Rewrite the stretch from the line containing "Where can the snow be" through the end of the lines, swapping "Tag" for "Mark" and keeping everything else the same. Omit the pictures from your answer.
>> Start SOURCE DATA
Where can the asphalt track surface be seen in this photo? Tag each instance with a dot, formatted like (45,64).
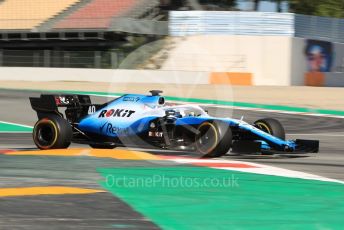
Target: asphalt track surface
(103,210)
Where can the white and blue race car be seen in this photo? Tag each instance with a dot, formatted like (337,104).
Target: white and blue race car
(135,120)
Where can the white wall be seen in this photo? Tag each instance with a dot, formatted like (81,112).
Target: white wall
(267,57)
(298,62)
(103,75)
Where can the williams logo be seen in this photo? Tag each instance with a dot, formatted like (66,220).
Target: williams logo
(116,113)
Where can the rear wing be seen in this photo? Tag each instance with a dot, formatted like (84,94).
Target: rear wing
(76,106)
(50,103)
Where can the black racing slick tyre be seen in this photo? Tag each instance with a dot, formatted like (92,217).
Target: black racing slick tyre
(271,126)
(214,139)
(52,132)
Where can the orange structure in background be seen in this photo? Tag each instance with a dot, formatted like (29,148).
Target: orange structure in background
(230,78)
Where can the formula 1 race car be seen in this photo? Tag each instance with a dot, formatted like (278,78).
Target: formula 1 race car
(135,120)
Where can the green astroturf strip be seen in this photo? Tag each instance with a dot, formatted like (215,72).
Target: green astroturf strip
(185,198)
(5,127)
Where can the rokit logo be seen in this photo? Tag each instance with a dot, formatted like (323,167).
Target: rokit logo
(110,129)
(131,99)
(116,113)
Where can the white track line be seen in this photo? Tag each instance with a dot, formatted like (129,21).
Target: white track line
(260,169)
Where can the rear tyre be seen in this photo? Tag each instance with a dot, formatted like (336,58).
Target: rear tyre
(52,132)
(214,139)
(271,126)
(102,146)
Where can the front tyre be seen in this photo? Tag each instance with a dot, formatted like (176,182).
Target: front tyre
(214,139)
(271,126)
(52,132)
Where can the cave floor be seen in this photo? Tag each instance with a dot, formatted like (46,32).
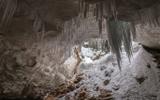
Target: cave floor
(102,80)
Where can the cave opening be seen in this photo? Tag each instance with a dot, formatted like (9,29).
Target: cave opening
(79,50)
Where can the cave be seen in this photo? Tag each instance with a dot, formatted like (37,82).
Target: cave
(79,50)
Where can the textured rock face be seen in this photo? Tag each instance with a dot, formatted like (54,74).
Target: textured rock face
(148,35)
(31,69)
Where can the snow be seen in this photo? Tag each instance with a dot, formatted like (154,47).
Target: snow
(134,82)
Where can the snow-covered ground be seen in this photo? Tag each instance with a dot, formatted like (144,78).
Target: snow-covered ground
(138,79)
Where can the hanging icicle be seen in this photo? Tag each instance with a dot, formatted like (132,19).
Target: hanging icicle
(8,7)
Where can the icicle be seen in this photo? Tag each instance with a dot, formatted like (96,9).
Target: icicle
(9,10)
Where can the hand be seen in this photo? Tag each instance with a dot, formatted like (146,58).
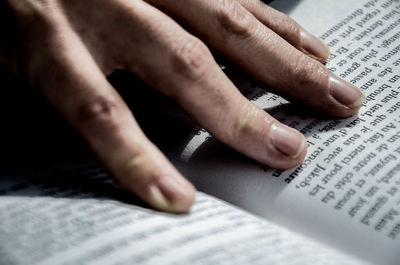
>> End SOURCE DATA
FINAL RESULT:
Where can the snow be seen in this photo? Mark each instance with a dot, formatted like (154,47).
Target: snow
(134,82)
Where can the snow-covered ground be seen in this photo? Mark each instance with a dot, formatted like (144,78).
Target: snow-covered ground
(138,79)
Where can the hanging icicle be seen in this photo? Mark each instance with a dot, formatted like (132,19).
Target: hanging icicle
(8,7)
Where can the icicle be seen in this photo? Mark each instance with a dot, formatted like (96,9).
Target: icicle
(9,10)
Where can the hand be seen in this photo? Mark each instance with a dot, formatted like (146,58).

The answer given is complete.